-- START OF EXCERPTED TEXT --

2013 Alma H. Young Emerging Scholar Award

Desiree Fields (Graduate Center-City Univ. Of New York) Accepts The 2013 Alma H. Young Emerging Scholar Award From Tom Vicino (Northeastern Univ.)
Desiree Fields (Graduate Center-City Univ. of New York) accepts the 2013 Alma H. Young Emerging Scholar Award from Tom Vicino (Northeastern Univ.)

Award recipient:

Desiree Fields (Graduate Center, City Univ. of New York)

Award committee assessment:

Ms. Fields is a doctoral candidate in the Ph.D. Program in Environmental Psychology, and she is completing a dissertation entitled “Crisis Tectonics: How Housing Market Crises Reshape the Urban Landscape” (under Susan Saegert, David Harvey, and Kathe Newman). Since 2010, Ms. Fields has been a Graduate Assistant at the Center for Place Culture and Politics. She holds an M.Phil. in Environmental Psychology from the Graduate Center of the City University of New York as well as a B.A. in Psychology from the University of California at Santa Barbara.

-- END OF EXCERPTED TEXT --
-- START OF DATASET EXTRACT --

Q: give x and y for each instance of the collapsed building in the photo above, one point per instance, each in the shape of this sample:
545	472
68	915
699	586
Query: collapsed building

-- END OF DATASET EXTRACT --

* _AIM_
According to the award page, what is the title of Desiree Fields's dissertation?

* _RESULT BELOW_
“Crisis Tectonics: How Housing Market Crises Reshape the Urban Landscape”